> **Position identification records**
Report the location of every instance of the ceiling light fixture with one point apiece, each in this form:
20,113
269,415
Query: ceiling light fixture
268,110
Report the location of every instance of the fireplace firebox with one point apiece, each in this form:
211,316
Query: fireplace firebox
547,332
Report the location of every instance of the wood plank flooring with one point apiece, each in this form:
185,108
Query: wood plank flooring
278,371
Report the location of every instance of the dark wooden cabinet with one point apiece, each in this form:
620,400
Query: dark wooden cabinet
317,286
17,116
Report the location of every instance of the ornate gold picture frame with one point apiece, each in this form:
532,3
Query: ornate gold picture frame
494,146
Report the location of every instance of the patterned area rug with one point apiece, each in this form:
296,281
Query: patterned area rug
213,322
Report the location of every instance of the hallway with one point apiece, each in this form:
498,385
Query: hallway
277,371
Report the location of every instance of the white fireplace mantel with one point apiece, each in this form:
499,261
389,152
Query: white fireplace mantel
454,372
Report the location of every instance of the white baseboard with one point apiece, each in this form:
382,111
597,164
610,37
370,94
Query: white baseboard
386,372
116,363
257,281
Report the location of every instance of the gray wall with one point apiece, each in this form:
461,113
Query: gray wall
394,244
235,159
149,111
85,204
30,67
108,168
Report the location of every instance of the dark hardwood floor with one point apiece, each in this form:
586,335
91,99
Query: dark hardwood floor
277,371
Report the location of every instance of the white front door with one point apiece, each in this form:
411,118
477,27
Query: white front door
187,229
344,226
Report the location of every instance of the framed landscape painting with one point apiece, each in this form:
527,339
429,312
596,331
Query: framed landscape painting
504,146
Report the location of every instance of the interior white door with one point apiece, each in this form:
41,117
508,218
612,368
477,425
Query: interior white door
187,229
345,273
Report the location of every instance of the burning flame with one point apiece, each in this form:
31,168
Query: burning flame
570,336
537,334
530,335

> **REQUIREMENT**
Reproduce each of the items above line for line, with no changes.

> **COMPLETE ANSWER**
Report the location of every instance of the ceiling light fixture with one point apiece, each in this form:
20,113
269,415
Query: ceiling light fixture
268,110
Report the location of every instance of the fireplace firebox with one point apiece, each in this form:
211,316
Query: fireplace firebox
547,332
Report the location of every instance of the wood plank flooring with one point apiece, each in this form:
185,108
Query: wood plank flooring
278,371
Report the location of every instance of the dark wooden cabinet with one point apiece, each in this form:
620,400
Query: dark wooden cabinet
317,286
17,116
Report the location of every instance of the ornate gold picture frame with one point apiece, each in this form:
532,3
Query: ornate gold picture frame
494,146
Report the location of every instance of the patterned area rug with one point apiece, each in this form:
296,281
Query: patterned area rug
213,322
Report the location of every instance of the hallway with one point apiece, each in this form:
498,385
Query: hallway
277,371
Report the location of every instance of the white fireplace mantel with one point apiece, each in this form:
499,261
389,152
Query: white fireplace mantel
454,372
Report the location of every instance of the white baseboard with one point apiece, each in this form:
382,111
597,164
610,37
370,94
Query: white baseboard
386,372
116,363
257,281
Report the location of every instance of the gray wall with one point apiece, each in this form:
461,113
Query: gray wall
394,244
235,159
149,111
85,204
30,67
108,168
Report the location of every instance of the dark hardwood floor with one point apiece, each in this form:
586,335
91,99
Query: dark hardwood floor
277,371
Report the location of every instance of the white front door with one point apiece, each in this form:
411,118
477,27
Query: white front door
187,229
344,226
Report the location of every instance of the framed landscape painting with one point apiece, each in this form:
527,339
429,312
596,331
Query: framed landscape painting
504,146
Report the location of every instance of the interior white door with one point apiece, each in this form:
41,117
508,218
612,368
477,425
Query: interior white door
187,229
345,273
Report the location of every instance of the burning flame with one point apiece, each in this form:
31,168
Query: burning flame
570,336
537,334
530,335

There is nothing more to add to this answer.